**What you should do**
Collect every line in the records below that contains the word "blue". Case counts, so uppercase and lowercase letters must match.

(Location identification items)
>>>

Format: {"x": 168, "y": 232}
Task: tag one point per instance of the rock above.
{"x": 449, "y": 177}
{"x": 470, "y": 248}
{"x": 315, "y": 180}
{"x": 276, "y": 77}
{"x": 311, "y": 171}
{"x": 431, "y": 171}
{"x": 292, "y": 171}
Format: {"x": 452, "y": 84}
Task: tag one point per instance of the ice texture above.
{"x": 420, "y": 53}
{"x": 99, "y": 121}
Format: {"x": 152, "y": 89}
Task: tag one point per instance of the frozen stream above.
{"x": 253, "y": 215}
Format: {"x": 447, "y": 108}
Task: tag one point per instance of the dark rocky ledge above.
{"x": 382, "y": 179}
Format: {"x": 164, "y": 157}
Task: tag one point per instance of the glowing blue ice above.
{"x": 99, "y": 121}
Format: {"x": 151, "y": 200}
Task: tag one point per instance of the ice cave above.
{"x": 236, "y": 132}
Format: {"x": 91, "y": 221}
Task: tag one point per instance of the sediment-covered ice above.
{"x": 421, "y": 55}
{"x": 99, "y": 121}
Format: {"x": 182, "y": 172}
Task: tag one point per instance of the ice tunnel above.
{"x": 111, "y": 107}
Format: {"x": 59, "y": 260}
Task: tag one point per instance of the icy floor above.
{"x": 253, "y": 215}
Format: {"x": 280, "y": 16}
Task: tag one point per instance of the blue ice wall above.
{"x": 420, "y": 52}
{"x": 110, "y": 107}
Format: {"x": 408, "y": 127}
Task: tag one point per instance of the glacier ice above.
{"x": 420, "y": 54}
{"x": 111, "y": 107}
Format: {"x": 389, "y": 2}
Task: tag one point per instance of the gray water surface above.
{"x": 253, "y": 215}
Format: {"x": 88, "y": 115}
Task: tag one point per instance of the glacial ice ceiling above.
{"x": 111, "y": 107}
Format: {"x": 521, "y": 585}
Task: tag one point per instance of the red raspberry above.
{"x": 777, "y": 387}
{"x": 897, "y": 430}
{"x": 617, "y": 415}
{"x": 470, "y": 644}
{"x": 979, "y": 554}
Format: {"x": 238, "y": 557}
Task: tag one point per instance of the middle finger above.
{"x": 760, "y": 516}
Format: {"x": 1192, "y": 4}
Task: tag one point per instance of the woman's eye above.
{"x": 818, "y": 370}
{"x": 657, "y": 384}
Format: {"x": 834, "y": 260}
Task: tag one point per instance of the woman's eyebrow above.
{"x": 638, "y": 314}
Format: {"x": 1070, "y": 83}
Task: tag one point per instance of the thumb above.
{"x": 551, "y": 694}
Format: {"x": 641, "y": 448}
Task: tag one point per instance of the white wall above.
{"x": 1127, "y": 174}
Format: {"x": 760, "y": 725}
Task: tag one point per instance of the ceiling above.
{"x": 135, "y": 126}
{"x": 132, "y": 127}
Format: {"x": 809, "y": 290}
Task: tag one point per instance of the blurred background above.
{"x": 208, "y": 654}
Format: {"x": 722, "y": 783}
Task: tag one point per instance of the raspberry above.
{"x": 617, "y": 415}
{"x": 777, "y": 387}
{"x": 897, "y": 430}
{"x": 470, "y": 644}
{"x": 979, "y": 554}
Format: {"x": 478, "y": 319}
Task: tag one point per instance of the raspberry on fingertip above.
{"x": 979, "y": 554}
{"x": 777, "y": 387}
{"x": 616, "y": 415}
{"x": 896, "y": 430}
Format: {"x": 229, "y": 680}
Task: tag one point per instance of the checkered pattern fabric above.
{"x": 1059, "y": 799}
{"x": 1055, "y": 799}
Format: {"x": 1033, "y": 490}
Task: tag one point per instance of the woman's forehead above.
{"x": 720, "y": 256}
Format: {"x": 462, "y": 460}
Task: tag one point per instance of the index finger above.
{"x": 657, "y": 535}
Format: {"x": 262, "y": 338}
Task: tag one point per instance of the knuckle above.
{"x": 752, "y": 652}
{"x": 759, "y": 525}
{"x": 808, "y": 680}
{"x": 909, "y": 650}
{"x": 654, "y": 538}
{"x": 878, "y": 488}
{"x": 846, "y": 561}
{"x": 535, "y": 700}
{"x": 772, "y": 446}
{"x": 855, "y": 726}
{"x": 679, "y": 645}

<<<

**The completed task**
Task: tag one point per instance of the glowing blue ice above.
Task: tag one point per instance of the blue ice wall above.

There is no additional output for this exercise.